• Your assignment:
In the records that come next, find every line with "sleeve". Return those lines.

• Extracted entries:
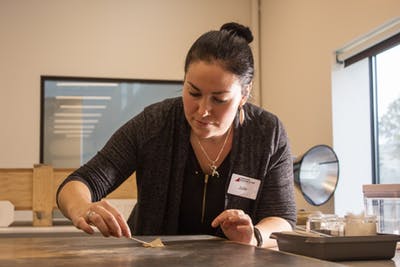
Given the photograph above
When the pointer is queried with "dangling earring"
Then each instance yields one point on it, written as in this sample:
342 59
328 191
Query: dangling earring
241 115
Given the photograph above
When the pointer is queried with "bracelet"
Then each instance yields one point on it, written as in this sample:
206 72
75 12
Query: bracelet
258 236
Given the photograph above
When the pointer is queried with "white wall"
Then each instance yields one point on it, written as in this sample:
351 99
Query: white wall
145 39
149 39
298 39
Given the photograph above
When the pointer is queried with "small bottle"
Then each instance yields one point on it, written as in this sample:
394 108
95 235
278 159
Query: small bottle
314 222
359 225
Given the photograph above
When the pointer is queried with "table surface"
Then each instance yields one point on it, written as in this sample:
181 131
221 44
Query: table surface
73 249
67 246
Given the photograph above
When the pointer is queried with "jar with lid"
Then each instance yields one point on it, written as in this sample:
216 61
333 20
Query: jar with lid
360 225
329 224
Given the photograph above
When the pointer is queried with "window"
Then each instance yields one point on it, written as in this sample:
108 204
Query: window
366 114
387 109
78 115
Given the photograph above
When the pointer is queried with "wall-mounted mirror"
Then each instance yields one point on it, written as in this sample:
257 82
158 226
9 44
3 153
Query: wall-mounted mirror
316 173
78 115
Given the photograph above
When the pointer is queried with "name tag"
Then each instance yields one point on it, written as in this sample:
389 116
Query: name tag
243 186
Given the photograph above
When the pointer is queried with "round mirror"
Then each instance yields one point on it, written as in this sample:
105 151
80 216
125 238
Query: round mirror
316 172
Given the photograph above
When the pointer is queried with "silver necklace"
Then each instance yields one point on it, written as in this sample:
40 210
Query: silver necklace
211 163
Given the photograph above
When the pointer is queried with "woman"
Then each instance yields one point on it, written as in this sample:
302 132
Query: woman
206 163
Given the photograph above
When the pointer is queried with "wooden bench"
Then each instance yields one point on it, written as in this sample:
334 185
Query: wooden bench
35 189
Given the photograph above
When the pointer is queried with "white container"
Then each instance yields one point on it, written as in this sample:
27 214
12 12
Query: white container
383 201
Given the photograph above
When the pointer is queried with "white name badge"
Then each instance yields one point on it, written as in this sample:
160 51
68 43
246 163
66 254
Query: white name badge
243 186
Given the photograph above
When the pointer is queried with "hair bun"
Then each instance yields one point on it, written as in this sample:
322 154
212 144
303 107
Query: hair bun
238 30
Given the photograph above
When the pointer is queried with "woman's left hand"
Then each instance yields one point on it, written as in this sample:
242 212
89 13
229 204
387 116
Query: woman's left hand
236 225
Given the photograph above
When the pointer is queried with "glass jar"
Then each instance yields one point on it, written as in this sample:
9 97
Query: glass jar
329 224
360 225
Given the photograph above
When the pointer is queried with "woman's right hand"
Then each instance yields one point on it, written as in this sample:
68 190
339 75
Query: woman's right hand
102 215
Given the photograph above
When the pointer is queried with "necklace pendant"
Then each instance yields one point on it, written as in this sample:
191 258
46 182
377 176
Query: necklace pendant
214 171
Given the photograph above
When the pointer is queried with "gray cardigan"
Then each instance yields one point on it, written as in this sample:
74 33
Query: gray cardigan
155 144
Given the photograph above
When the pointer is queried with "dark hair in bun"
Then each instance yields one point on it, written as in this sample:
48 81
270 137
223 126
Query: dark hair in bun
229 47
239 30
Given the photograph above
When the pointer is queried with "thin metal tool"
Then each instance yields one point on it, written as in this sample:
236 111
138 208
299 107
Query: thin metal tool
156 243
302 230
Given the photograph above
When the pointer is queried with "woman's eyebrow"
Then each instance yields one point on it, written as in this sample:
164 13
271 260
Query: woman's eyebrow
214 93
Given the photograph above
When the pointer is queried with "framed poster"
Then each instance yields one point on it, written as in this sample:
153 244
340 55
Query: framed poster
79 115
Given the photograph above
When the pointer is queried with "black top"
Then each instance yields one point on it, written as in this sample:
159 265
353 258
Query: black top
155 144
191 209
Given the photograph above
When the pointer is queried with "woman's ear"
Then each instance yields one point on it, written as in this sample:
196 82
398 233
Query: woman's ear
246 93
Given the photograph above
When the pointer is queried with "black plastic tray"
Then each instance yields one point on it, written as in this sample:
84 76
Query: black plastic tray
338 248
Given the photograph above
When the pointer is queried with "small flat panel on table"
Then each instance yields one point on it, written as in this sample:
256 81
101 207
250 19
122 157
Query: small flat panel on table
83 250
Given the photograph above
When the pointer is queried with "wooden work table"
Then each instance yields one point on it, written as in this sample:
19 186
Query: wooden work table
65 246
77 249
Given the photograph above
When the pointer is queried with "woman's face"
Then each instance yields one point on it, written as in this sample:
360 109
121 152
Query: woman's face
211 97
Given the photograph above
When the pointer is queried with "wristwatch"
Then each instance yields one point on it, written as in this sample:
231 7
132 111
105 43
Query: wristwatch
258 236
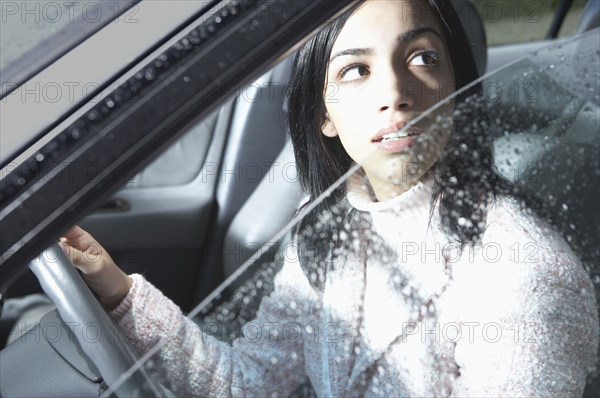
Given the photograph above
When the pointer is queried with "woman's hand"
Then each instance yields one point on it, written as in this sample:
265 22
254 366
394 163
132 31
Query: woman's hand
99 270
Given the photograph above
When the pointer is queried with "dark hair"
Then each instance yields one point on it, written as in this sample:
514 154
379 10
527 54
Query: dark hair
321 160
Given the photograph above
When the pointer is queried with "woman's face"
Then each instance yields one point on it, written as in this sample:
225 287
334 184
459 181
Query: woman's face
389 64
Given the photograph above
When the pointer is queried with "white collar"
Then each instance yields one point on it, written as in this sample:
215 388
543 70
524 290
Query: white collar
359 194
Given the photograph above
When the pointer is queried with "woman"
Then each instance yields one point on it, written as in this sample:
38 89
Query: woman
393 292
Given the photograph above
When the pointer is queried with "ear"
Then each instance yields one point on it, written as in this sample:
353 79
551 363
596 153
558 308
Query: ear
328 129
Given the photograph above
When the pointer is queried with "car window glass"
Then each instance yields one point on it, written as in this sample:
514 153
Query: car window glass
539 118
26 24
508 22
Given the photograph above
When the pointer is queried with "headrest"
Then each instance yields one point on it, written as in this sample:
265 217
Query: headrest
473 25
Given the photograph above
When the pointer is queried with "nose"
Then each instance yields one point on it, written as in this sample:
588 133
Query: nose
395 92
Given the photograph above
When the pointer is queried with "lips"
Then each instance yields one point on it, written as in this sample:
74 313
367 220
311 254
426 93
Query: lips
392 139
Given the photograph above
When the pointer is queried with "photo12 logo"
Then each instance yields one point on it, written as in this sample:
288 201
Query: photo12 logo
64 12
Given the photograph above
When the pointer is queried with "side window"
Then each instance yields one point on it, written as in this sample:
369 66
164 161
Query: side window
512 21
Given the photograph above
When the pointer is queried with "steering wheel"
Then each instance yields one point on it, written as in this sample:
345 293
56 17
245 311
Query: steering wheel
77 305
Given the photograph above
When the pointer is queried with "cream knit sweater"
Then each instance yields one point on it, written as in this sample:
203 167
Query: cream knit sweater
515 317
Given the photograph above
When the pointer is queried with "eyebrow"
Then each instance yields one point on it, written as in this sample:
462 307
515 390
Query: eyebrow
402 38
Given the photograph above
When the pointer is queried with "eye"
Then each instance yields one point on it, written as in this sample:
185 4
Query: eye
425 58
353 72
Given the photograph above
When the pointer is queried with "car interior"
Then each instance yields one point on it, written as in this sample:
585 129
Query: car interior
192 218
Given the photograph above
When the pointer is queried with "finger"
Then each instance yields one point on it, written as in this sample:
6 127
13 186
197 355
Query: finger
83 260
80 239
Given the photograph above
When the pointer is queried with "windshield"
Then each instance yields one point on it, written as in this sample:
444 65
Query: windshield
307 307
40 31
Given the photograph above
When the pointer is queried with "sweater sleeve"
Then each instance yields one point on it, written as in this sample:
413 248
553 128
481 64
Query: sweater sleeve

• Exercise answer:
When the pointer is queried with "sweater sleeve"
Query: sweater sleeve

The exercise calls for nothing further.